(Dataset excerpts on object pointing)
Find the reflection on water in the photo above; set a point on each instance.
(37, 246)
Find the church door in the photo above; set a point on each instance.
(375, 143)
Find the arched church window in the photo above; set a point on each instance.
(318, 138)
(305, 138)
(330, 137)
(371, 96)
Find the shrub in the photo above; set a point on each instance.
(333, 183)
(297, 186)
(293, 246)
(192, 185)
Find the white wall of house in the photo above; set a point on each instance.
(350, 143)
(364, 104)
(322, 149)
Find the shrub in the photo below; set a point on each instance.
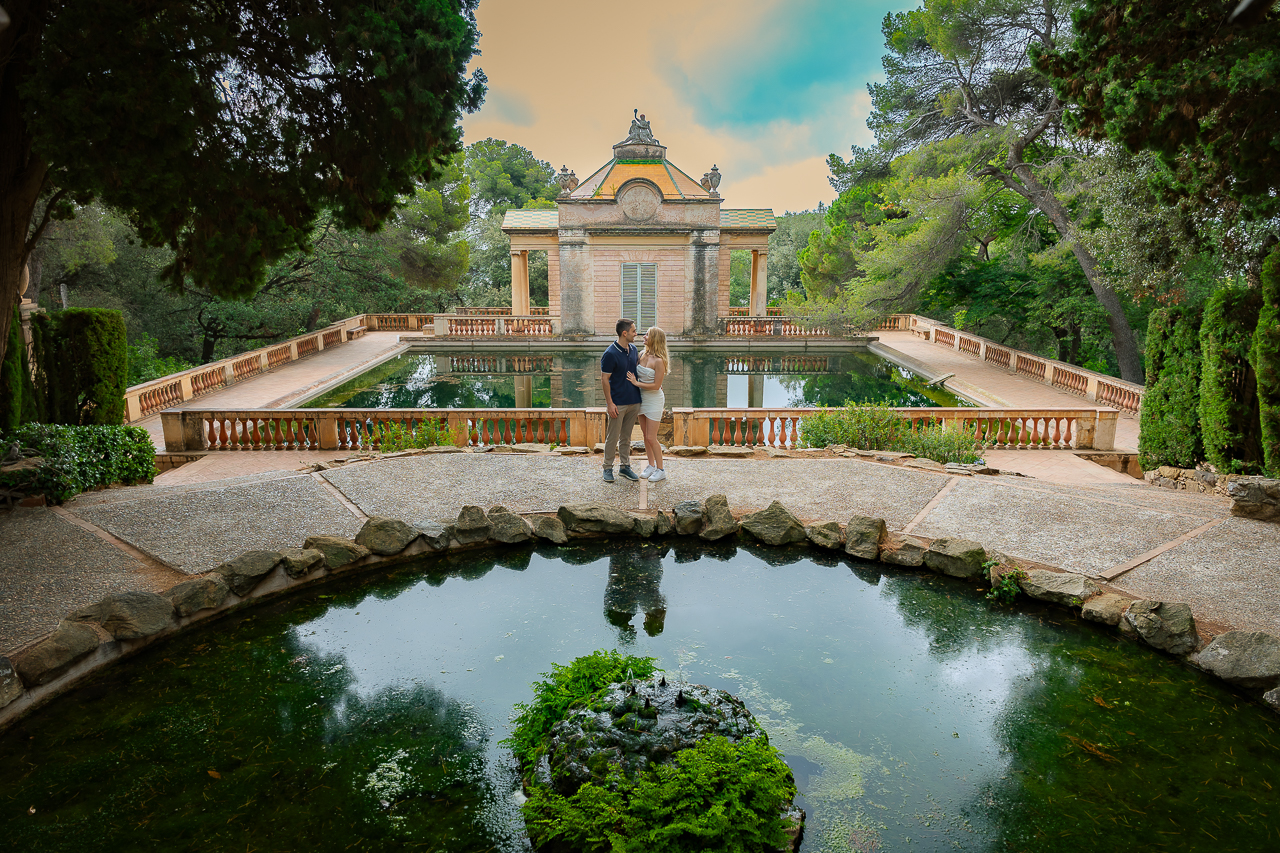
(1169, 428)
(77, 459)
(1265, 356)
(878, 427)
(425, 433)
(716, 796)
(1228, 392)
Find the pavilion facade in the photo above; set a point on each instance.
(639, 238)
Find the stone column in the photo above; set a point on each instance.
(519, 282)
(759, 282)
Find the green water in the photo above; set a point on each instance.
(443, 379)
(366, 715)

TASK TO CARRY OUT:
Reproduce all of the data above word for word, leaving out the picture.

COMPLETE RESPONSE:
Find the reflection on water in the photo above; set a point on each instance.
(37, 246)
Find the church door in the photo above; set a point on each instance.
(375, 143)
Find the arched church window in the photo above; set a point on each instance.
(318, 138)
(305, 138)
(330, 137)
(371, 96)
Find the shrub in the photo above; set a point on each instance.
(333, 183)
(297, 186)
(293, 246)
(192, 185)
Find the white wall of house in the photo above; set a point on each instance.
(350, 143)
(364, 104)
(322, 149)
Find the shrub in the photo below; set a point on each instance.
(1169, 428)
(77, 459)
(1265, 356)
(878, 427)
(425, 433)
(716, 796)
(1228, 392)
Find the pavilion facade in the photo above; set a point on each instance.
(639, 238)
Find the stone column in the photo above; set a point on each instance.
(519, 282)
(759, 282)
Find the green water in the photo above; set a point on each instance.
(443, 379)
(366, 715)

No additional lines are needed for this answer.